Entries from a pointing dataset

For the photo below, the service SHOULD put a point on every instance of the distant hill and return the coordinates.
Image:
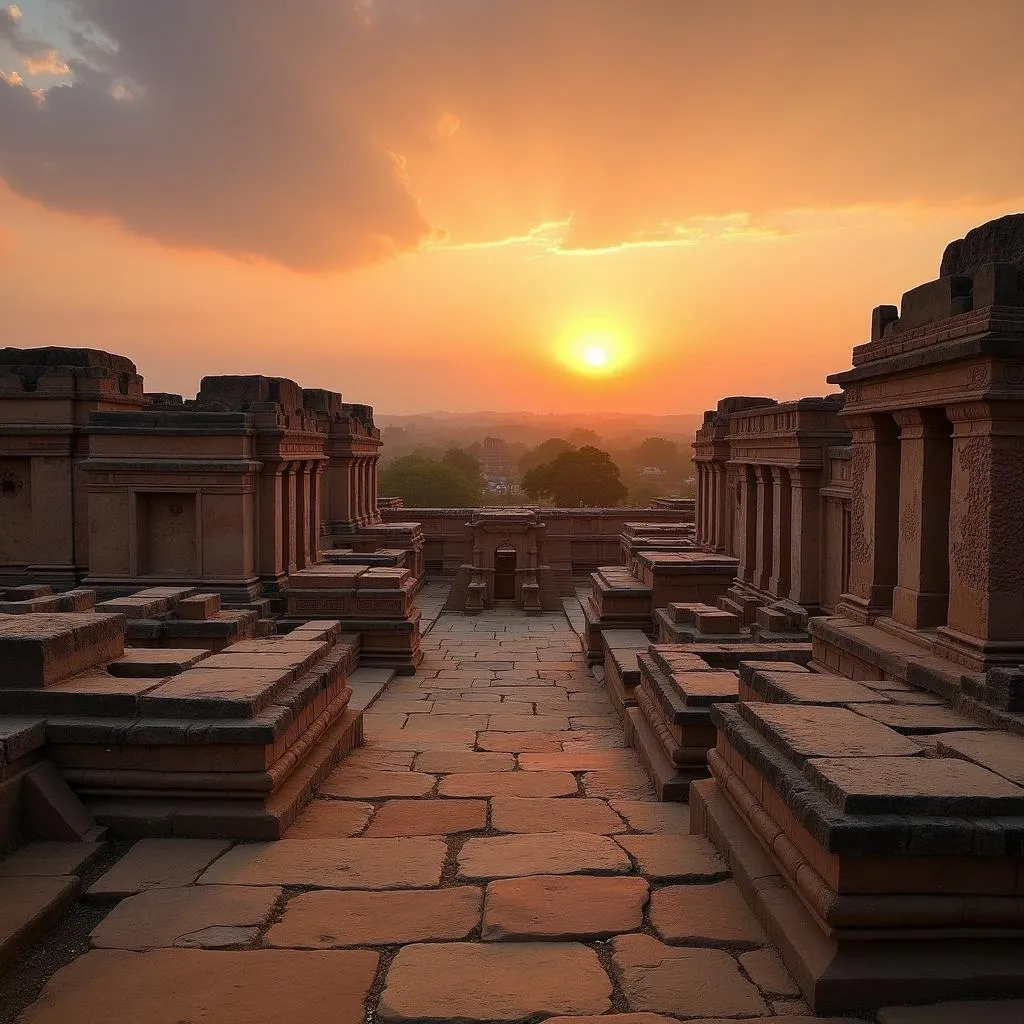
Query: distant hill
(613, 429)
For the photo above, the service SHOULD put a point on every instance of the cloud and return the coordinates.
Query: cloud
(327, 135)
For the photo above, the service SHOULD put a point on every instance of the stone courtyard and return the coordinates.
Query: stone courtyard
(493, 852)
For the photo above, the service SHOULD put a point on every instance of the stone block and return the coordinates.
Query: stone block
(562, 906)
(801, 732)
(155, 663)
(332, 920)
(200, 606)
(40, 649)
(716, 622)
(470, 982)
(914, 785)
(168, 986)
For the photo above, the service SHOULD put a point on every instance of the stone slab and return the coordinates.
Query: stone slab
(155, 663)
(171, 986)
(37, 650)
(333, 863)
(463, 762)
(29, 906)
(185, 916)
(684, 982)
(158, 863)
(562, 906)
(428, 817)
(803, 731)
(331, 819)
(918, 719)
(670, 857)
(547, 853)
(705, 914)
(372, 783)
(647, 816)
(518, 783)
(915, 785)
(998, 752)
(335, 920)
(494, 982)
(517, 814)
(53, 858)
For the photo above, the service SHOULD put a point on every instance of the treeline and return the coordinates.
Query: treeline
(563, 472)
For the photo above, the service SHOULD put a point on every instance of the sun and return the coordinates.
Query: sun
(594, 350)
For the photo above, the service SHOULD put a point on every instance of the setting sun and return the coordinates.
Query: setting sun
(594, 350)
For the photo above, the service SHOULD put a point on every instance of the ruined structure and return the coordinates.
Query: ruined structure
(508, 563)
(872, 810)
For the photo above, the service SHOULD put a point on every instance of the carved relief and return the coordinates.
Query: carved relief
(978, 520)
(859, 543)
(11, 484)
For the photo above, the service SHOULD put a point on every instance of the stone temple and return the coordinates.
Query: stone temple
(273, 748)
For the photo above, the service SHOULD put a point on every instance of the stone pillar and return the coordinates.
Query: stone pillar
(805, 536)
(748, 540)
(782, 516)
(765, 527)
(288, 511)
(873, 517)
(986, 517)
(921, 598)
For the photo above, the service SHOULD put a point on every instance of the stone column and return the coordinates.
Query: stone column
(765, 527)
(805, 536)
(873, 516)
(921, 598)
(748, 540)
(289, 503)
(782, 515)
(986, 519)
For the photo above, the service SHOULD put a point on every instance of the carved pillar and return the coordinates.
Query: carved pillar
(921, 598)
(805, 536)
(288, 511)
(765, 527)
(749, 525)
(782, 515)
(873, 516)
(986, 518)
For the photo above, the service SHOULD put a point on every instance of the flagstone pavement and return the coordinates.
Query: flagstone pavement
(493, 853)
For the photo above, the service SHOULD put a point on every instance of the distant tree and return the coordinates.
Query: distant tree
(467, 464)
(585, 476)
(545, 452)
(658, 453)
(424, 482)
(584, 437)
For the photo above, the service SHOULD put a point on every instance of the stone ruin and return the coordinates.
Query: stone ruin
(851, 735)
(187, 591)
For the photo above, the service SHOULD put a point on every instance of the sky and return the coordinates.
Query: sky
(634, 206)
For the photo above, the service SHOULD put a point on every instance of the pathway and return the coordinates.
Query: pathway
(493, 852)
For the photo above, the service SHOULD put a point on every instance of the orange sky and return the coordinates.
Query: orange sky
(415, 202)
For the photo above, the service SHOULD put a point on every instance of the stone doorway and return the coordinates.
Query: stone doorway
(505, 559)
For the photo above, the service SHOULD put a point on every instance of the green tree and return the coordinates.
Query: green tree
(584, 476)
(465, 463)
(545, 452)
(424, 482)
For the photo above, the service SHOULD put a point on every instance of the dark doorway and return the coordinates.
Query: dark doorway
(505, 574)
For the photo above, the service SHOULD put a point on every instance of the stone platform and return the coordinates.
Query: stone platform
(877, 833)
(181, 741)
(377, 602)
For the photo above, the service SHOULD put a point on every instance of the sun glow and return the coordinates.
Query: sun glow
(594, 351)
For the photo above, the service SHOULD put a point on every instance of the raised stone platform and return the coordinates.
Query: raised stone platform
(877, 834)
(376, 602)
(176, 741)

== JOB ==
Rewrite all of the entries above, swapping "SHOULD" for "MUST" wherever it appears and keeping everything else the same. Leave the pictures out of your answer.

== CORRECT OUTPUT ==
For the photo below, the service MUST put a point on every instance of the distant hill and return the coordinates.
Image:
Query: distant hill
(613, 429)
For the photo above, the service MUST put a point on every instance of the cloud and return the coordinates.
Query: cloud
(327, 135)
For the photo above, the service MUST put a point on every instance of the stone courtyard and return the coordinates.
Query: stone courtyard
(493, 852)
For the photo above, the service MUST put a point on every instance of the stone block and return the coordinates.
Query: stone block
(562, 906)
(801, 732)
(155, 663)
(332, 920)
(200, 606)
(40, 649)
(716, 622)
(470, 982)
(914, 785)
(168, 986)
For the photo above, the service MUST put a point on every instance of the stone slab and return the coordinates.
Query: stone slab
(155, 663)
(171, 986)
(37, 650)
(333, 863)
(463, 762)
(29, 906)
(185, 916)
(684, 982)
(158, 863)
(562, 906)
(428, 817)
(803, 731)
(331, 819)
(918, 719)
(670, 857)
(547, 853)
(705, 914)
(372, 783)
(647, 816)
(518, 783)
(915, 785)
(998, 752)
(335, 920)
(494, 982)
(517, 814)
(53, 858)
For the photo above, the service MUST put a point on every instance of the treeline and return the coordinates.
Query: treeline
(563, 472)
For the photo above, the service MUST put a point on every instance of the sun and return the coordinates.
Query: sun
(594, 350)
For the photo above, the service MUST put a point on every instance of the setting sun and return the coordinates.
Query: setting sun
(594, 350)
For the photo above, the service MUST put a point on every instance of the ruined structure and return the coordinates.
Query: ruined structure
(508, 563)
(872, 810)
For the photo above, the service MUST put a point on every instance of the carved relief and return the coordinates.
Query: carved relief
(978, 520)
(859, 543)
(11, 484)
For the photo above, the service MUST put a point on every instance of the stone temple and return the coordinates.
Query: stone temple
(273, 748)
For the photo above, the service MUST put a point on every instance of the stone pillar and return the coordinates.
Query: stone pillar
(805, 536)
(748, 540)
(782, 516)
(765, 527)
(288, 511)
(873, 517)
(986, 517)
(921, 598)
For the photo above, the service MUST put a point on every instance of the stone column and return the coordinates.
Query: stone column
(765, 527)
(805, 536)
(873, 516)
(921, 598)
(748, 540)
(289, 503)
(782, 515)
(986, 519)
For the photo above, the service MUST put a point on every instance of the carved pillar and return the coordinates.
Query: carved pillar
(921, 598)
(805, 536)
(288, 511)
(765, 527)
(749, 525)
(782, 515)
(873, 516)
(986, 518)
For the photo above, the service MUST put a point on every instance of the flagstone pavement and return the coordinates.
Query: flagstone pavement
(493, 853)
For the photo above, the service MUST put a point on every instance of the distant tree and return the coordinates.
Query: distant tree
(467, 464)
(585, 476)
(545, 452)
(658, 453)
(424, 482)
(584, 437)
For the photo above, the service MUST put a point on every instance of the stone ruin and return the coordinates.
Query: stone ruin
(851, 735)
(187, 591)
For the photo above, the service MUST put a point on every instance of the sky and return the coordinates.
Query: sky
(634, 206)
For the photo above, the service MUST put a point on every instance of the pathway and return the coordinates.
Query: pathway
(493, 852)
For the photo above, the service MUST put a point on every instance of the orange sky and return the coordinates.
Query: orange sky
(415, 202)
For the photo above, the service MUST put a point on every instance of the stone doorway and return the coordinates.
Query: stone doorway
(505, 559)
For the photo above, the service MUST put a point on every instance of the green tree and return the coordinates.
Query: green tree
(584, 476)
(465, 463)
(545, 452)
(424, 482)
For the photo above, the service MUST put a point on every instance of the dark doorway and return the coordinates.
Query: dark doorway
(505, 574)
For the photo above, the service MUST put a point on every instance of the stone platform and return the coordinates.
Query: stone platform
(877, 833)
(181, 741)
(377, 602)
For the photo above, the service MUST put a point on every instance of the sun glow and return the coordinates.
Query: sun glow
(594, 351)
For the photo above, the service MUST put a point on every instance of the raised stone platform and return the coordinates.
Query: raised stone platform
(877, 834)
(376, 602)
(176, 741)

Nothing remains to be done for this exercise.